§ **SOURCE**:
----------------------------------------
Horse-trading
- Mike Brown
- Apr 30
- 2 min read
Updated: May 2
Edward Paul and Co. Ltd. -- a local business that literally moved with the times.

For centuries, May Day -- 1st May -- was a celebration of the end of winter, and the return of spring.
It was an important event in Crofton Park, which was still a rural area in Queen Victoria’s time. Traditionally, May Day would be celebrated with parades, dancing around the Maypole, and the crowning of a May Queen.
By the end of the nineteenth century, however, times and the landscape were changing: this excerpt from the Forest Hill & Sydenham Examiner of May 1898, shows how Crofton Park was evolving from a farming community in Kent, to a suburb of the rapidly expanding London metropolis.
‘May-Day.
----------------------------------------
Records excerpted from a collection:
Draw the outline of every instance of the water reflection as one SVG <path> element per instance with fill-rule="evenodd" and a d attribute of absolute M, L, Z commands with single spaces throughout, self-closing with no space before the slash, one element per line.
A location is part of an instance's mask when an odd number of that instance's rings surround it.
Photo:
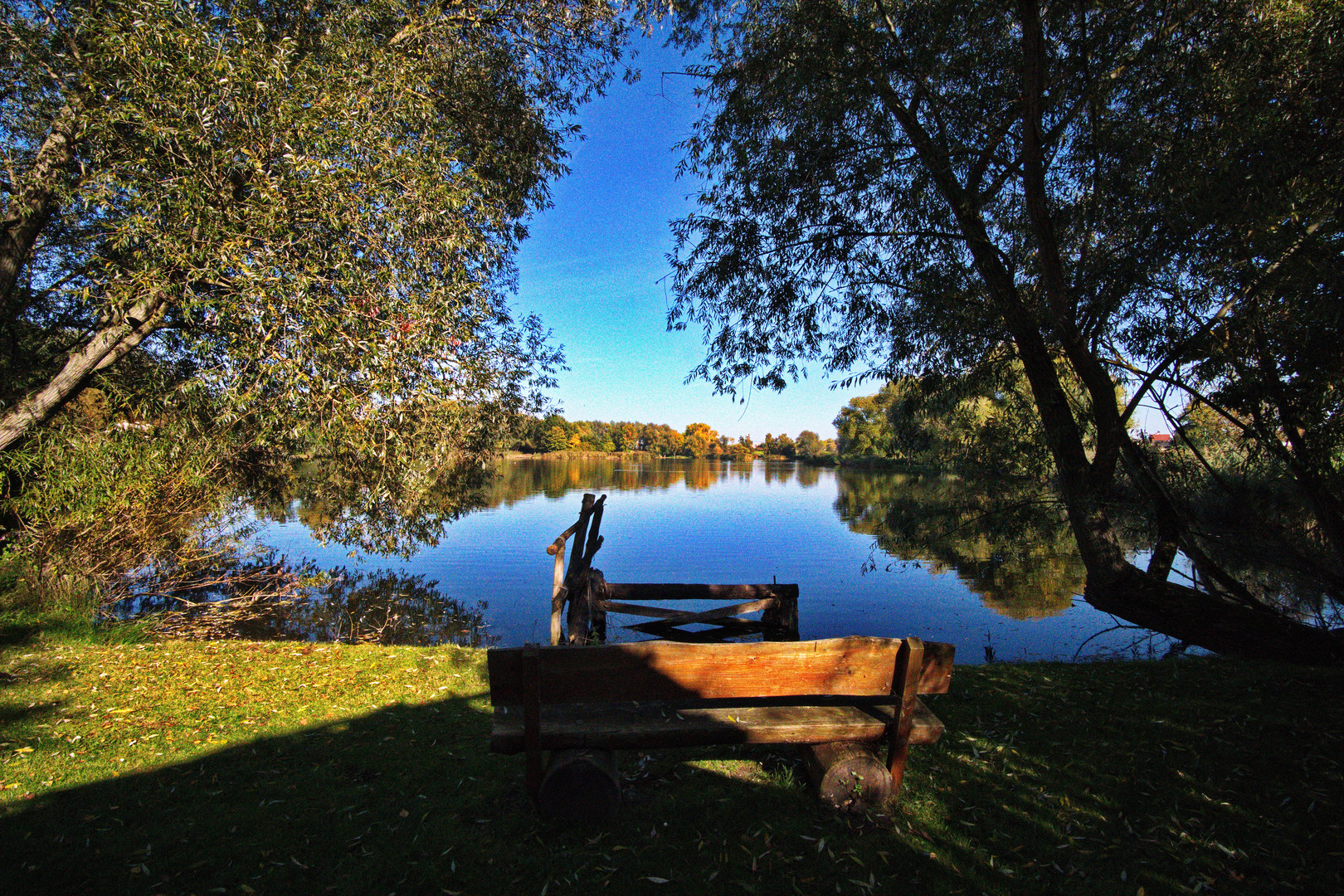
<path fill-rule="evenodd" d="M 1087 580 L 1063 508 L 1039 488 L 841 470 L 835 506 L 886 553 L 872 568 L 923 563 L 956 572 L 1013 619 L 1068 610 Z"/>
<path fill-rule="evenodd" d="M 710 461 L 659 457 L 571 455 L 523 457 L 500 465 L 485 493 L 488 506 L 511 506 L 536 494 L 559 498 L 571 492 L 636 492 L 691 489 L 706 492 L 724 482 L 765 484 L 797 481 L 817 485 L 821 470 L 793 462 Z"/>
<path fill-rule="evenodd" d="M 957 643 L 962 661 L 986 646 L 1015 660 L 1067 658 L 1082 643 L 1090 656 L 1136 654 L 1129 633 L 1089 641 L 1116 621 L 1075 600 L 1085 575 L 1063 513 L 1004 482 L 794 462 L 517 458 L 482 490 L 481 512 L 430 533 L 414 556 L 378 562 L 395 574 L 313 539 L 331 533 L 323 496 L 258 508 L 280 520 L 259 540 L 323 568 L 349 567 L 327 598 L 314 591 L 289 610 L 304 637 L 512 646 L 547 637 L 554 563 L 544 548 L 585 492 L 612 494 L 597 557 L 610 582 L 797 583 L 804 638 L 919 634 Z M 375 579 L 355 576 L 382 576 L 380 599 L 423 599 L 379 614 L 352 596 Z M 488 609 L 470 603 L 484 596 Z"/>

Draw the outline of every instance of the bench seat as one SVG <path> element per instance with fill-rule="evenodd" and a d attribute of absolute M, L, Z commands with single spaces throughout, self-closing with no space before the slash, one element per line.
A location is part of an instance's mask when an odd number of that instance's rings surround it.
<path fill-rule="evenodd" d="M 673 703 L 551 704 L 540 709 L 542 750 L 660 750 L 714 744 L 817 744 L 880 740 L 890 705 L 704 707 Z M 935 743 L 943 725 L 923 701 L 914 707 L 911 744 Z M 523 707 L 496 707 L 491 751 L 524 750 Z"/>

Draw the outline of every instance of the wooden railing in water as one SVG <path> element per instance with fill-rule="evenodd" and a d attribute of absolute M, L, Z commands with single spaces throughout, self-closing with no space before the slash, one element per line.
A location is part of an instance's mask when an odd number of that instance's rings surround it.
<path fill-rule="evenodd" d="M 747 634 L 761 634 L 766 641 L 798 639 L 797 584 L 685 584 L 650 582 L 607 582 L 601 570 L 593 568 L 593 556 L 602 547 L 602 512 L 606 496 L 583 496 L 579 519 L 547 545 L 555 557 L 551 586 L 551 643 L 602 643 L 606 641 L 606 614 L 648 617 L 626 629 L 665 641 L 712 642 Z M 564 570 L 564 545 L 574 537 L 569 571 Z M 731 600 L 712 610 L 673 610 L 645 602 Z M 569 613 L 564 614 L 564 604 Z M 747 614 L 759 613 L 759 619 Z M 562 626 L 564 614 L 564 626 Z M 699 631 L 681 626 L 714 626 Z M 566 638 L 564 631 L 569 635 Z"/>

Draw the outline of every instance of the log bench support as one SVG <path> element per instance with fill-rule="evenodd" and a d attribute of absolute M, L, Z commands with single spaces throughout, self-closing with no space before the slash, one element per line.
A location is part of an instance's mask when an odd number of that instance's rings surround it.
<path fill-rule="evenodd" d="M 953 646 L 918 638 L 528 645 L 491 650 L 487 662 L 491 750 L 526 754 L 538 809 L 573 822 L 614 814 L 620 778 L 605 755 L 614 750 L 886 744 L 895 799 L 910 747 L 942 735 L 919 695 L 948 690 Z M 547 750 L 555 751 L 548 768 Z M 832 764 L 857 758 L 851 747 L 820 752 L 833 754 Z M 837 774 L 844 782 L 849 772 Z M 832 789 L 841 795 L 832 802 L 843 802 L 845 785 Z"/>

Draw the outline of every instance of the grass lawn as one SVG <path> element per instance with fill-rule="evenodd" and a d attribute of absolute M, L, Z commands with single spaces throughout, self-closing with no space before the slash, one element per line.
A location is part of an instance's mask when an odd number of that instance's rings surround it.
<path fill-rule="evenodd" d="M 487 752 L 482 652 L 4 639 L 7 895 L 1344 892 L 1335 669 L 962 666 L 890 815 L 716 748 L 569 832 Z"/>

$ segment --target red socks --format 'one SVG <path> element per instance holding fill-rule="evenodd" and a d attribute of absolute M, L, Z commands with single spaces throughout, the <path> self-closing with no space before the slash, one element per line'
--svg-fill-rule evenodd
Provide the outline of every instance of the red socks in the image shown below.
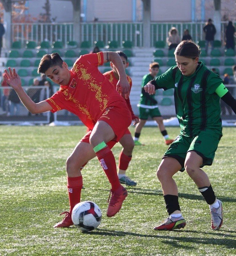
<path fill-rule="evenodd" d="M 122 151 L 119 157 L 119 169 L 124 171 L 126 170 L 132 158 L 132 156 L 126 156 Z"/>
<path fill-rule="evenodd" d="M 80 194 L 82 186 L 83 178 L 82 176 L 67 177 L 67 187 L 70 213 L 71 213 L 74 206 L 80 201 Z"/>
<path fill-rule="evenodd" d="M 112 189 L 116 190 L 121 184 L 117 175 L 116 165 L 113 153 L 107 146 L 98 151 L 96 155 L 111 183 Z"/>

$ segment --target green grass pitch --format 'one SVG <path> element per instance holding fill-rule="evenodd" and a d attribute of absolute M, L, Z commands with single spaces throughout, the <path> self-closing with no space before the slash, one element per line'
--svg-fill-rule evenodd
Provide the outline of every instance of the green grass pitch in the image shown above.
<path fill-rule="evenodd" d="M 178 127 L 167 127 L 175 138 Z M 208 206 L 186 172 L 175 175 L 187 225 L 171 232 L 153 230 L 167 217 L 156 171 L 167 148 L 156 128 L 145 127 L 127 174 L 137 182 L 127 187 L 120 213 L 106 216 L 110 188 L 97 159 L 83 169 L 82 200 L 96 203 L 101 225 L 90 233 L 74 227 L 54 229 L 69 210 L 65 162 L 85 132 L 83 126 L 0 126 L 0 255 L 157 255 L 236 254 L 236 129 L 224 128 L 208 175 L 223 202 L 221 229 L 211 228 Z M 131 128 L 132 134 L 133 128 Z M 121 146 L 113 150 L 118 161 Z"/>

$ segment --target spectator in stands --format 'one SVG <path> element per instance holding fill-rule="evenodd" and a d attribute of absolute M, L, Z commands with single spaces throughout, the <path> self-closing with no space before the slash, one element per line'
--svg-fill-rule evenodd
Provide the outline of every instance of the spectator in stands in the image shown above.
<path fill-rule="evenodd" d="M 203 31 L 205 34 L 206 51 L 207 54 L 209 44 L 211 45 L 212 50 L 214 48 L 214 38 L 216 33 L 215 27 L 212 23 L 212 20 L 209 19 L 206 26 L 203 28 Z"/>
<path fill-rule="evenodd" d="M 225 47 L 226 49 L 230 48 L 234 50 L 235 43 L 234 41 L 234 35 L 235 33 L 235 28 L 233 24 L 232 21 L 229 21 L 228 26 L 226 27 L 225 31 Z"/>
<path fill-rule="evenodd" d="M 180 38 L 177 29 L 172 27 L 169 31 L 169 36 L 166 38 L 166 42 L 169 50 L 175 49 L 180 42 Z"/>
<path fill-rule="evenodd" d="M 2 47 L 2 37 L 4 34 L 5 34 L 5 29 L 2 23 L 1 22 L 1 19 L 0 18 L 0 57 L 1 57 Z"/>
<path fill-rule="evenodd" d="M 184 35 L 182 38 L 182 41 L 184 40 L 192 40 L 192 37 L 189 33 L 189 31 L 188 29 L 185 29 L 184 31 Z"/>

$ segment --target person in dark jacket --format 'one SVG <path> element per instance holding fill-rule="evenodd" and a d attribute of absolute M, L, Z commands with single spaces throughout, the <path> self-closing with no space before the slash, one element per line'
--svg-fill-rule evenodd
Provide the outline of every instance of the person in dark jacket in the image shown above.
<path fill-rule="evenodd" d="M 208 20 L 208 22 L 203 28 L 203 31 L 205 34 L 206 51 L 207 53 L 209 44 L 212 47 L 212 49 L 214 48 L 214 37 L 216 33 L 216 28 L 212 23 L 212 20 L 211 19 Z"/>

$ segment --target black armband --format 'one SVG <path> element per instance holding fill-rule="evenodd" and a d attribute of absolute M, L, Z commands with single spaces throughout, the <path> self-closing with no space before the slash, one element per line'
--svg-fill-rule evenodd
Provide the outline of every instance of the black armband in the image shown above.
<path fill-rule="evenodd" d="M 230 92 L 229 91 L 227 92 L 220 98 L 230 107 L 236 114 L 236 100 L 233 97 Z"/>

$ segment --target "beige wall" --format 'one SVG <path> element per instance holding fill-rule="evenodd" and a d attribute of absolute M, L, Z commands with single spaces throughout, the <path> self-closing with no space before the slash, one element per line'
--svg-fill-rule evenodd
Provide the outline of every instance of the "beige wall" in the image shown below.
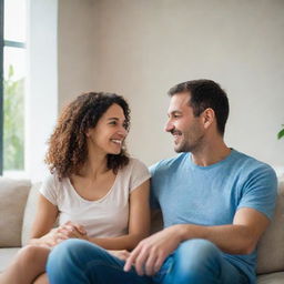
<path fill-rule="evenodd" d="M 209 78 L 227 91 L 225 140 L 284 165 L 284 1 L 60 0 L 59 106 L 85 90 L 124 94 L 130 152 L 174 154 L 163 132 L 170 87 Z"/>
<path fill-rule="evenodd" d="M 93 0 L 58 0 L 59 110 L 95 88 L 97 13 Z"/>

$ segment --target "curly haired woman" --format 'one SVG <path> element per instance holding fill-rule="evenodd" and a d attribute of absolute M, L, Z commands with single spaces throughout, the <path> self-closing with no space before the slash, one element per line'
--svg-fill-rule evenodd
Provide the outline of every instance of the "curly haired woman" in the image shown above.
<path fill-rule="evenodd" d="M 150 173 L 126 155 L 129 124 L 129 105 L 114 93 L 84 93 L 65 108 L 49 141 L 51 174 L 40 189 L 32 239 L 1 284 L 48 283 L 48 255 L 68 239 L 123 260 L 149 234 Z"/>

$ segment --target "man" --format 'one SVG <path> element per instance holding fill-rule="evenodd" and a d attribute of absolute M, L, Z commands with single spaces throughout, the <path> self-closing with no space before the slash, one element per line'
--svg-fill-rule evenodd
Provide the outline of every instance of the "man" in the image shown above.
<path fill-rule="evenodd" d="M 255 283 L 255 246 L 273 215 L 275 173 L 224 143 L 229 102 L 217 83 L 189 81 L 169 94 L 165 130 L 181 154 L 151 168 L 151 203 L 164 229 L 140 242 L 125 264 L 83 241 L 77 248 L 62 243 L 48 263 L 51 283 Z"/>

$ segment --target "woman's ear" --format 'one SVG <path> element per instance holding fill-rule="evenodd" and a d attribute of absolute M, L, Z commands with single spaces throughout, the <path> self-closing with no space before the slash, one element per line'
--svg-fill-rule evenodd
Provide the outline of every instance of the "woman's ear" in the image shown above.
<path fill-rule="evenodd" d="M 215 119 L 215 112 L 209 108 L 203 112 L 203 124 L 204 128 L 207 129 L 214 121 Z"/>

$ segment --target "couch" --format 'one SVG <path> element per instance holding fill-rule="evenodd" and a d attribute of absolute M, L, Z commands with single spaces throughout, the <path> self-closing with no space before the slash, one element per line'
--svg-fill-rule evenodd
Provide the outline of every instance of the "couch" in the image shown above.
<path fill-rule="evenodd" d="M 0 272 L 29 240 L 40 184 L 0 178 Z M 154 225 L 159 220 L 154 222 Z M 284 283 L 284 175 L 273 222 L 258 243 L 257 284 Z"/>

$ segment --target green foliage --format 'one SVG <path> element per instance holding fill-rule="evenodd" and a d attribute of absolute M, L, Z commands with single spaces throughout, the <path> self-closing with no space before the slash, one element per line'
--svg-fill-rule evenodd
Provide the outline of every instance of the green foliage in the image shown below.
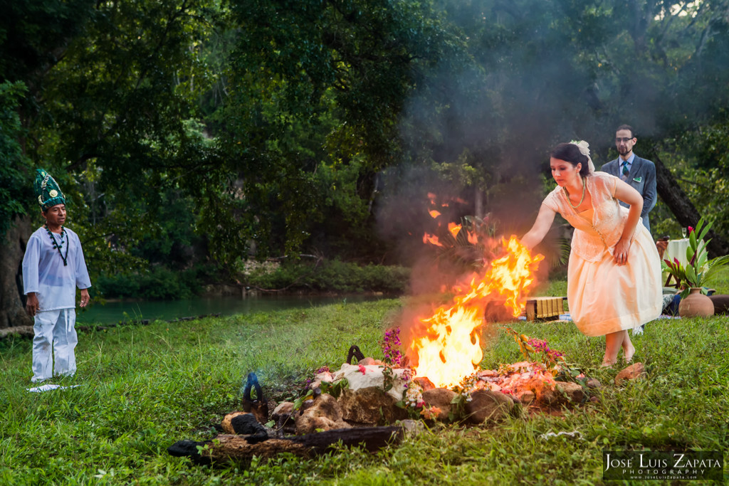
<path fill-rule="evenodd" d="M 681 286 L 685 288 L 681 294 L 682 297 L 688 295 L 692 287 L 698 289 L 711 285 L 714 276 L 722 267 L 729 264 L 729 255 L 711 259 L 709 258 L 706 250 L 709 241 L 704 241 L 703 238 L 711 227 L 712 223 L 701 218 L 695 229 L 689 228 L 689 244 L 686 248 L 687 264 L 682 265 L 677 259 L 674 262 L 663 262 L 664 271 L 672 275 Z"/>
<path fill-rule="evenodd" d="M 361 266 L 339 260 L 314 263 L 300 261 L 286 262 L 273 270 L 261 268 L 243 278 L 251 286 L 268 290 L 402 294 L 408 287 L 410 269 Z"/>
<path fill-rule="evenodd" d="M 0 240 L 12 218 L 33 200 L 31 181 L 24 171 L 28 159 L 18 143 L 21 135 L 17 109 L 26 93 L 22 82 L 0 84 Z"/>
<path fill-rule="evenodd" d="M 201 267 L 178 271 L 153 267 L 147 272 L 101 275 L 94 281 L 92 291 L 95 295 L 107 299 L 190 299 L 200 293 L 212 275 L 209 268 Z"/>
<path fill-rule="evenodd" d="M 727 291 L 725 289 L 722 291 Z M 303 383 L 306 370 L 338 366 L 356 342 L 377 356 L 383 316 L 403 302 L 337 305 L 180 324 L 160 322 L 81 333 L 75 388 L 29 393 L 28 340 L 0 341 L 0 482 L 149 485 L 602 483 L 602 451 L 725 450 L 729 379 L 722 318 L 662 320 L 634 338 L 644 381 L 612 385 L 601 369 L 604 342 L 571 324 L 515 324 L 547 340 L 604 387 L 599 401 L 558 414 L 507 418 L 496 426 L 436 424 L 377 453 L 342 448 L 305 460 L 197 466 L 173 458 L 177 440 L 209 440 L 238 409 L 242 378 L 256 370 L 270 399 Z M 295 351 L 295 352 L 292 352 Z M 510 336 L 495 333 L 483 367 L 521 359 Z M 49 426 L 52 424 L 52 426 Z M 544 439 L 577 431 L 583 440 Z"/>

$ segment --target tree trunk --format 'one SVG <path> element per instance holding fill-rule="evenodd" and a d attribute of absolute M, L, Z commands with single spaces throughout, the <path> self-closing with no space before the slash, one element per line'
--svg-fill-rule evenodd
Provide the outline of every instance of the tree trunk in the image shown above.
<path fill-rule="evenodd" d="M 33 326 L 33 319 L 24 307 L 20 273 L 26 245 L 32 232 L 30 216 L 19 216 L 0 240 L 0 329 Z"/>
<path fill-rule="evenodd" d="M 686 193 L 679 186 L 673 174 L 660 161 L 658 154 L 653 154 L 652 159 L 655 163 L 656 186 L 661 200 L 668 206 L 681 226 L 695 227 L 701 215 L 694 207 L 693 203 L 689 200 Z M 707 238 L 712 240 L 706 246 L 709 256 L 716 258 L 729 254 L 729 244 L 713 230 L 707 233 Z"/>

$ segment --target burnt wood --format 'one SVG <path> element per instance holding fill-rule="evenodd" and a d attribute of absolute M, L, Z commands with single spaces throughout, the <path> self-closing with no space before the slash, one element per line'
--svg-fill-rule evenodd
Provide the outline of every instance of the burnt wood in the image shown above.
<path fill-rule="evenodd" d="M 252 444 L 246 437 L 221 434 L 213 441 L 182 440 L 168 447 L 175 457 L 190 458 L 198 464 L 226 463 L 229 460 L 246 463 L 254 455 L 269 458 L 281 452 L 300 457 L 313 457 L 331 452 L 337 444 L 351 447 L 362 446 L 375 452 L 399 442 L 404 434 L 399 426 L 338 428 L 303 436 L 268 439 Z M 198 447 L 201 450 L 198 450 Z"/>
<path fill-rule="evenodd" d="M 351 346 L 349 348 L 349 353 L 347 353 L 347 364 L 352 364 L 352 358 L 356 358 L 357 361 L 360 361 L 364 359 L 364 355 L 359 350 L 359 348 Z"/>

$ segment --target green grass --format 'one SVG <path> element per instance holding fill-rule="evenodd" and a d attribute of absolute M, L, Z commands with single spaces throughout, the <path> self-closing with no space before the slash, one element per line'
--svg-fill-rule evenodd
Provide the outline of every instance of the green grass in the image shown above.
<path fill-rule="evenodd" d="M 597 368 L 604 340 L 569 324 L 514 324 L 605 385 L 599 403 L 561 415 L 437 426 L 377 454 L 281 457 L 246 469 L 197 466 L 166 453 L 177 440 L 211 437 L 225 413 L 240 409 L 250 371 L 281 399 L 320 366 L 340 364 L 352 344 L 381 357 L 378 341 L 404 302 L 80 334 L 77 377 L 54 382 L 80 386 L 44 393 L 26 391 L 30 341 L 0 341 L 0 485 L 601 484 L 604 449 L 727 448 L 729 331 L 716 316 L 647 325 L 634 342 L 649 379 L 620 388 L 611 385 L 619 368 Z M 488 331 L 484 367 L 521 359 L 510 337 L 495 325 Z M 539 437 L 575 430 L 582 439 Z"/>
----------------------------------------
§ **SHORT EXERCISE 1**: In the Crofton Park post, what two seasonal changes did May Day celebrate for centuries?
§ **SHORT EXERCISE 2**: List every traditional way of celebrating May Day that the Crofton Park post mentions.

§ **WORKED SOLUTION 1**: The end of winter and the return of spring.

§ **WORKED SOLUTION 2**:
- Parades
- Dancing around the Maypole
- The crowning of a May Queen